▶ [Given instruction]
Print all entries word for word.

▶ [Exercise data]
□ □ □ □ □

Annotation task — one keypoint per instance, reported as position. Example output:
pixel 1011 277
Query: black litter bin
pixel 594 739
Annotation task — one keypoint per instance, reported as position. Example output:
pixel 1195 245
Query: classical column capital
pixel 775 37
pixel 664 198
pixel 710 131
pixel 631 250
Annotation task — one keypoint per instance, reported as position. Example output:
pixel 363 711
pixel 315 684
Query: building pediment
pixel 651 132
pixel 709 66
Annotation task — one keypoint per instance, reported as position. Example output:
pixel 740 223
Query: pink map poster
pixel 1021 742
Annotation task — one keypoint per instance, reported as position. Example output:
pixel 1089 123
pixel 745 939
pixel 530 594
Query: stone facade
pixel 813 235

□ □ □ □ □

▶ [Exercise result]
Annotation task — one keypoint per instance, reported as position. Example output:
pixel 1011 277
Query: black litter bin
pixel 594 739
Annotation task — one keypoint per instance, reported as position. Example output:
pixel 1195 245
Query: classical column capital
pixel 775 37
pixel 664 198
pixel 710 131
pixel 631 250
Annotation task — one keypoint per instance, reported as position. Example output:
pixel 363 711
pixel 315 684
Query: building pediment
pixel 651 132
pixel 709 66
Annotation task — one keypoint per instance, reported as position. Example output:
pixel 740 223
Query: pink map poster
pixel 1021 742
Annotation task — one keypoint per instance, reported as position. Example output:
pixel 1089 123
pixel 745 939
pixel 530 594
Query: stone facade
pixel 813 235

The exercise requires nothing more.